## BEGIN
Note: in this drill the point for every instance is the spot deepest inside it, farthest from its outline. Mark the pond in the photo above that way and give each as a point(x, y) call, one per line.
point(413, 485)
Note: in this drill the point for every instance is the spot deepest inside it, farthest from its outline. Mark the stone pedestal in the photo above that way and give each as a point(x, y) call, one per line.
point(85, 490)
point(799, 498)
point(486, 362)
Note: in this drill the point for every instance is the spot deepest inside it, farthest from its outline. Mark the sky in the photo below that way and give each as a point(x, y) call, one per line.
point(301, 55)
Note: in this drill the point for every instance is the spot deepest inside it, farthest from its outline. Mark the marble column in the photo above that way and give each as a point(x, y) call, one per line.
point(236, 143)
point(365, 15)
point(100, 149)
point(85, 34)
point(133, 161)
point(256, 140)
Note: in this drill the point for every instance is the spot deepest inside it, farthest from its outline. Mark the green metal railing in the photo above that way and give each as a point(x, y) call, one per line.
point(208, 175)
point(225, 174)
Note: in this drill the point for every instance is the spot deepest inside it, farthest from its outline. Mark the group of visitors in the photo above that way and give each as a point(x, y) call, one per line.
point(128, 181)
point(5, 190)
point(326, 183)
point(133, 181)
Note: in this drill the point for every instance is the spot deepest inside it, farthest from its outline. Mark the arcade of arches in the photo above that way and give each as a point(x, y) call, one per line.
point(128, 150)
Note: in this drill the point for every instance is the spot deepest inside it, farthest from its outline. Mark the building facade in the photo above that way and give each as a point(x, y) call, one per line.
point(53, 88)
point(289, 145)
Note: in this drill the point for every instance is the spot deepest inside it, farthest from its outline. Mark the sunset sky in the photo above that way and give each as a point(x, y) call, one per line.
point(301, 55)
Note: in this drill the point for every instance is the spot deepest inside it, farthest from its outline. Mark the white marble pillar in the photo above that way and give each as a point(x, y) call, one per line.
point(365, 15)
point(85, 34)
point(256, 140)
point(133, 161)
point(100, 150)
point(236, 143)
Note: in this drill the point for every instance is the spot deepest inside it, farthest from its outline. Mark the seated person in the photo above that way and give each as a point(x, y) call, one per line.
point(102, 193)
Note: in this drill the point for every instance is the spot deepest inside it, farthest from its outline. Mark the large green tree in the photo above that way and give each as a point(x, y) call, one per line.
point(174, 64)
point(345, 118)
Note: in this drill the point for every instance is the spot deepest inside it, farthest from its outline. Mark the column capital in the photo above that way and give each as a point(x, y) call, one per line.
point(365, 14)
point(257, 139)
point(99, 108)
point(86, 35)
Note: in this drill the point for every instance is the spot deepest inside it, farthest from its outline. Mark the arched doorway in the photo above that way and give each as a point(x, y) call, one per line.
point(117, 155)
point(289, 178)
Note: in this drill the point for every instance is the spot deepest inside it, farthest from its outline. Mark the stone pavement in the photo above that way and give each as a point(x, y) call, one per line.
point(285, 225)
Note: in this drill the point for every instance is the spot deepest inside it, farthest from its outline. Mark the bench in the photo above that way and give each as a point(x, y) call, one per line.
## END
What the exercise asks: Rewrite every item above with "drill" replaced by "exercise", keeping everything else unchanged.

Response to this task:
Note: in this exercise the point for every instance is the spot deepest inside it, farthest from its outline. Mark the pond in the photo above that way and give each as a point(x, y) call, one per line.
point(413, 485)
Note: in this exercise the point for every instance is the spot deepest inside it, farthest from its outline. Mark the stone pedestal in the photo above that way and give each as a point(x, y) call, one per line.
point(85, 490)
point(799, 498)
point(486, 362)
Note: in this exercise the point for every instance is the spot deepest inside it, farthest from its outline. Mark the sky in the photo below that way and give each as a point(x, y) call, one per line.
point(301, 55)
Note: in this exercise the point for every instance is the spot deepest inside it, farthest from its outline. Mark the marble column in the photo above that way and give each as a point(x, y) call, one per line.
point(236, 143)
point(365, 15)
point(100, 149)
point(85, 34)
point(133, 161)
point(256, 140)
Note: in this exercise the point for every instance is the spot deepest inside it, farthest from its outline. Mark the green metal railing in the photo above that way and give each as a point(x, y) call, one per line.
point(208, 175)
point(225, 174)
Note: in this exercise the point for every instance is the spot deepest inside it, farthest from its outline. Mark the group of visitors in the photo above that way and give each as a point(x, y) call, one per line.
point(128, 181)
point(5, 190)
point(326, 183)
point(133, 181)
Note: in this exercise the point for every instance is the spot deepest inside it, farthest from its outline. Mark the arcade of arches in the photo above that way and give each as a point(x, y) call, one per line.
point(128, 150)
Note: in this exercise the point for every instance is the spot deepest inside it, farthest from its outline. Mark the building facade in the photo above that way and give each as a point(x, y) call, one per line.
point(53, 88)
point(289, 145)
Note: in this exercise the point for every instance is the spot deepest inside it, farthest from its outline. Mark the sunset sky in the photo above that way and give each as a point(x, y) call, one per line.
point(301, 55)
Note: in this exercise the point for every instance is the spot deepest inside it, farthest from its outline. Mark the white marble pillar in the photo above that way and give each as a point(x, y) call, one per line.
point(365, 15)
point(85, 34)
point(256, 140)
point(133, 161)
point(100, 150)
point(236, 143)
Note: in this exercise the point for every instance is the spot deepest inside it, farthest from its outline. Mark the seated person in the photo above that way and give each as a point(x, y) call, one per line.
point(102, 193)
Note: in this exercise the point for every instance is the spot deepest inside it, farthest from its outline. Mark the large green tree in the photo above that way and give each as a point(x, y) call, one per line.
point(174, 64)
point(345, 118)
Note: in this exercise the point for every instance is the spot deepest inside it, farthest from its outline. Mark the column capital in the photo above that way and give each as a point(x, y) call, one per line.
point(365, 14)
point(257, 139)
point(99, 108)
point(86, 35)
Note: in this exercise the point for every instance is the spot deepest inside it, farthest from its outline. Mark the arched doorway in the photo above that way and give each as a point(x, y) call, one per line.
point(117, 155)
point(289, 178)
Note: in this exercise the point for every instance is the spot deepest inside it, farthest from its outline. Mark the stone pavement in the photo above that way and give each as a point(x, y) call, one per line.
point(285, 225)
Note: in this exercise the point for every instance is the spot deepest inside it, farthest from its outline. Mark the bench in the photo above that way and give each as a point(x, y) call, one per line.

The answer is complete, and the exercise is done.